Pemandangan indah pegunungan mengiringi
perjalanan kami menuju ke pinggir. Angin sepoi sesekali menyapa warga yang
sedang mengantar salah satu keluarga mereka selama satu tahun terakhir. Jalan
bebatuan menjadi karpet merah yang bersaksi bahwa dalam waktu satu tahun banyak
yang telah ditinggalkan oleh Pengajar Muda tersebut, tak terkecuali kenangan di
dalam hati mereka. Sungai yang mengalir berbelok-belok seolah menonton iring-iringan
manusia yang sedang berjalan ke bawah melalui jalan setapak berbatas jurang dan
dinding pasir rawan longsor.
Dua belas bulan, bukan waktu yang terlalu
lama tetapi cukup untuk menjadikan seorang manusia sebagai pusat pergerakan
perubahan ke arah kebaikan di suatu daerah terpencil. Tempat Pengajian
Al-Qur’an, Buku Tabungan Siswa, Rajinnya anak-anak dusun sholat lima waktu, berhasilnya mereka mengkhatamkan (menamatkan)
bacaan Al-Quran, serta kekompakan orang tua dalam mengutus anaknya menuntut ilmu
di sekolah adalah bukti keberadaan dua Pengajar Muda sebelumnya di dusun
Tatibajo, desa Salutambung, kecamatan Ulumanda, provinsi Sulawesi Barat.
........
Tugas:
(1) Apakah pernyataan-pernyataan berikut sesuai dengan teks bacaan tentang Pengajar Muda di Tatibajo? Jawab ya atau tidak untuk masing-masing, lalu kutip kata-kata teks yang menentukannya. (a) Rombongan berjalan melewati jalan beraspal. (b) Dusun Tatibajo berada di kecamatan Ulumanda. (c) Sebelumnya sudah ada tiga Pengajar Muda di dusun itu.
(2) Tuliskan lanjutan teks bacaan tentang Pengajar Muda di Tatibajo, dimulai setelah kalimat terakhirnya.
........
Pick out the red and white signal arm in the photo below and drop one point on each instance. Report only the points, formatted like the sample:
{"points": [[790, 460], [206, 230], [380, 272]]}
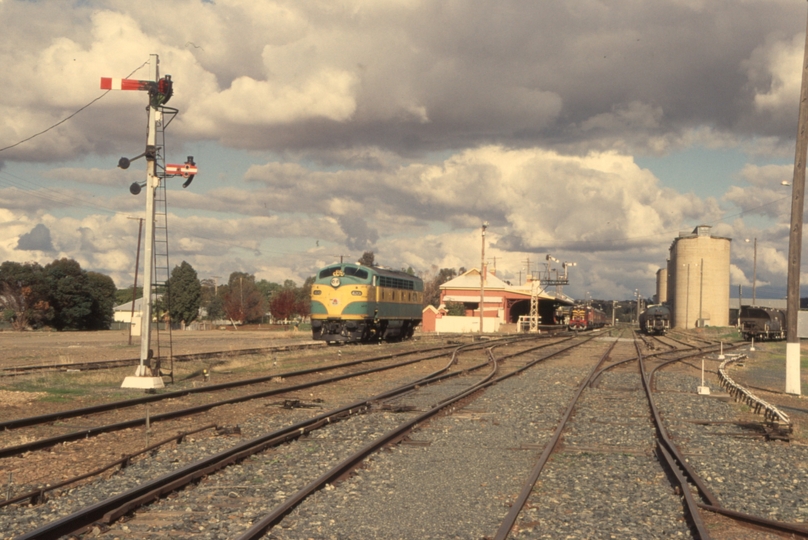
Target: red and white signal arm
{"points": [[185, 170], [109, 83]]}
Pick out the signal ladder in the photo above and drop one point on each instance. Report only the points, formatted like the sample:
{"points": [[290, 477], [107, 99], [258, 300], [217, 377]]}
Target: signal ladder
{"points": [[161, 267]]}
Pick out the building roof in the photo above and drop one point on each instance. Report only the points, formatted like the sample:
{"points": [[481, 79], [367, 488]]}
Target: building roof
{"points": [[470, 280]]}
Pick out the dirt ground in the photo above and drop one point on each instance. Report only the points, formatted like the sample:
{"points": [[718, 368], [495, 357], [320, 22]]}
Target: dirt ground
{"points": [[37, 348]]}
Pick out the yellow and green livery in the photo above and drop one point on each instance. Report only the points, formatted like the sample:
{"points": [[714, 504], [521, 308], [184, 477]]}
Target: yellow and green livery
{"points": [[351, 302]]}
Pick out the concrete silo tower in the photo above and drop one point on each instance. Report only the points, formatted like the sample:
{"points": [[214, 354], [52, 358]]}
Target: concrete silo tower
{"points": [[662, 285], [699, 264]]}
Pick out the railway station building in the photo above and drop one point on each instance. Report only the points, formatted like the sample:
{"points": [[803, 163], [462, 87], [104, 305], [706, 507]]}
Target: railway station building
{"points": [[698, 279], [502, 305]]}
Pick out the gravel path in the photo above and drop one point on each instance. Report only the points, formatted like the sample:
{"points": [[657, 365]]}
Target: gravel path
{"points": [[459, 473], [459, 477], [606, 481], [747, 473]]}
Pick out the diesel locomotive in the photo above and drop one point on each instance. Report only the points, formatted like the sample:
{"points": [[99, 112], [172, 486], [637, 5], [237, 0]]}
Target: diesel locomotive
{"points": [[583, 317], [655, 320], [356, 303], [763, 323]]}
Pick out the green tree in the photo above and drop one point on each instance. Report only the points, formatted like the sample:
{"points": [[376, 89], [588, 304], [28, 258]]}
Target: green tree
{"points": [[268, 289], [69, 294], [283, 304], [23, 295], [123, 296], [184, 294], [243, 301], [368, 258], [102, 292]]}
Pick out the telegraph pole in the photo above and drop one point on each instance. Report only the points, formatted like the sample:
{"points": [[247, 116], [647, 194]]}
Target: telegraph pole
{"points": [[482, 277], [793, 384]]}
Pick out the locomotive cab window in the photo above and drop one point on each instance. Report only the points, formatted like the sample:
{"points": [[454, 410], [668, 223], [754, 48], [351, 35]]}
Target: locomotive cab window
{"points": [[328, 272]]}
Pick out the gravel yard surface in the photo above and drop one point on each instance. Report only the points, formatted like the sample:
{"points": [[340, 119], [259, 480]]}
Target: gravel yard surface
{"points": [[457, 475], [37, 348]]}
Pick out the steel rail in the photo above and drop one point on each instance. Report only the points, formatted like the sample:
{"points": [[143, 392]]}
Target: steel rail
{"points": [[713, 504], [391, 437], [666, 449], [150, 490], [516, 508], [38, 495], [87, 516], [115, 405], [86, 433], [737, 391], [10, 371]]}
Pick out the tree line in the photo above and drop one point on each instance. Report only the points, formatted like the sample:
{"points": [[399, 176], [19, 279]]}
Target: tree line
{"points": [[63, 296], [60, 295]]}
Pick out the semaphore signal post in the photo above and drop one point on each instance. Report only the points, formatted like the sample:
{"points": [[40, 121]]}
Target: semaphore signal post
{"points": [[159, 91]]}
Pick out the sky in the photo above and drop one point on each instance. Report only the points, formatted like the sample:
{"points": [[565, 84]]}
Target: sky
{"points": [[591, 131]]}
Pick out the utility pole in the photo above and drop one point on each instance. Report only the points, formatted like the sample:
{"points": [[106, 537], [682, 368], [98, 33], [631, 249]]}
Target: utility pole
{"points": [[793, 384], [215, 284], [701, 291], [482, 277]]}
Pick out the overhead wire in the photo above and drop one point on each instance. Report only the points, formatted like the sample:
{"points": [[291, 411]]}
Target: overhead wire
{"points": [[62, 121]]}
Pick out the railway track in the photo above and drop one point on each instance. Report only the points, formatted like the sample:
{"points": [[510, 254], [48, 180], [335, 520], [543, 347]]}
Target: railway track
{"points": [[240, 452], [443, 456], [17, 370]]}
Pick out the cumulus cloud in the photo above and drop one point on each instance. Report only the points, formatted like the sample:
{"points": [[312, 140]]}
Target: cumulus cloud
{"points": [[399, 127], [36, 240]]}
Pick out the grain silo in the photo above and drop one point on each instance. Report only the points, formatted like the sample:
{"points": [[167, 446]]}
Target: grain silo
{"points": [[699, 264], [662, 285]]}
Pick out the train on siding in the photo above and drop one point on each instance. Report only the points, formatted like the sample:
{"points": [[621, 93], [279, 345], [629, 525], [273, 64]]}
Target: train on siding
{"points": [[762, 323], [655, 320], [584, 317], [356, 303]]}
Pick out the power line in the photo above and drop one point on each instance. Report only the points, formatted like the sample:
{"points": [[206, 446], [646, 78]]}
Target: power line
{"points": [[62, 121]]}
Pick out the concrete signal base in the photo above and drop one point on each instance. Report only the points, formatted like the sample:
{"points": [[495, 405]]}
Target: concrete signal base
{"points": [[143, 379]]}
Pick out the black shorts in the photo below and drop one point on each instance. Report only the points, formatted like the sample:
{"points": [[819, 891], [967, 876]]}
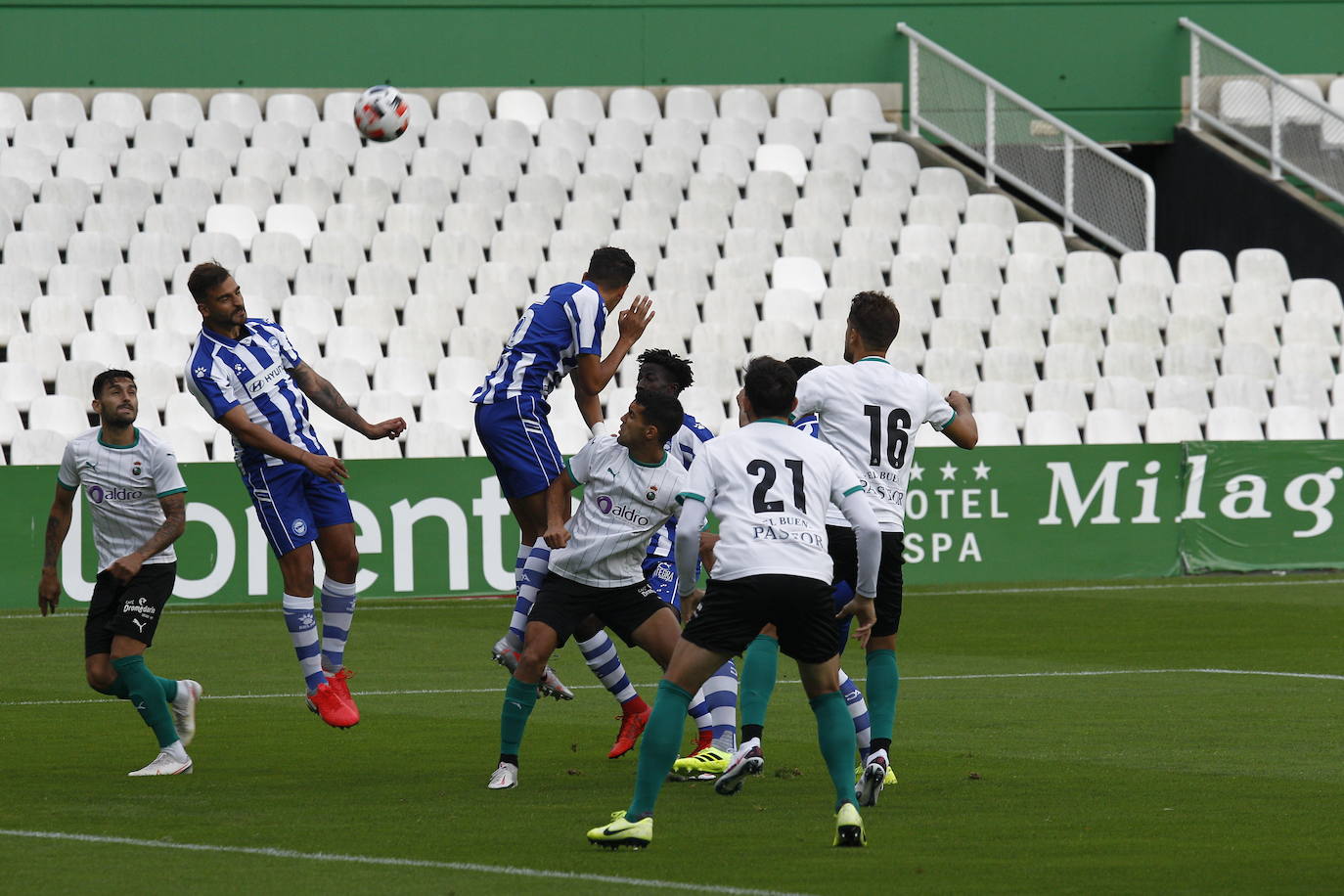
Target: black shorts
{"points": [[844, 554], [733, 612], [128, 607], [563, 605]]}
........
Hasil Latihan:
(1)
(a) Tidak: "Jalan bebatuan menjadi karpet merah"
(b) Ya: "dusun Tatibajo, desa Salutambung, kecamatan Ulumanda"
(c) Tidak: "keberadaan dua Pengajar Muda sebelumnya"

(2)
Langkah kaki semakin berat seiring dengan
jarak berkilo-kilometer yang kami tempuh perlahan dengan menurun dan mendaki
menuju pinggir. Tak terasa satu setengah jam kami lalui sampai akhirnya kami
tiba di pinggir. Semua masih bersuka cita pada saat itu, kecuali ibu angkat
kami (saya dan pengajar muda sebelumnya) yang sudah menangis sejak Pak Arif
atau yang lebih sering saya sapa dengan mas Arif menata pakaian dan
peralatannya ke dalam tas dan ransel yang akan ia bawa pulang. Sepanjang jalan
saya melakukan “pendekatan” kepada anak-anak dusun Tatibajo dengan mengajak
mereka menyanyikan lagu-lagu ceria.
Lagu yang pertama adalah lagu “Bermain
Lingkaran”, yang liriknya,
Ayo kawan kita bermain
lingkaran,
Mencari binatang yang
ada di hutan,
Binatang apakah itu?
binatang apakah itu?
Itu ular namanya
Beginilah jalannya
Beginilah jalannya
Beginilah jalannya
(sembari kedua tangan dirapatkan dan menirukan cara ular
melata ke kanan ke kiri)
Sepanjang jalan aku meminta mereka
mengganti kata ular dengan kata yang lain, namun ternyata memang mereka masih
harus dibimbing untuk mencari contoh binatang yang akan ditirukan geraknya pada
lagu ini. Sesampai di pinggir kami masih harus berjalan ke rumah bu Haji, kakak
pertama dari ayah angkat kami yang rumahnya tak jauh dari tempat kami turun di
pinggir. Sekitar lima belas menit kami berjalan sebelum akhirnya sampai ke
rumah bu Haji. Sesampai di sana sudah ada guru-guru SDN Inp 27 Tatibajo yang
menanti untuk memberikan salam perpisahan. Namun tak lama kemudian Mas Arif
masih harus bertemu dengan Mbak Vivi, pengajar muda penempatan dusun Rura yang
letaknya tak jauh dari tempat kami jika ditempuh dengan sepeda motor.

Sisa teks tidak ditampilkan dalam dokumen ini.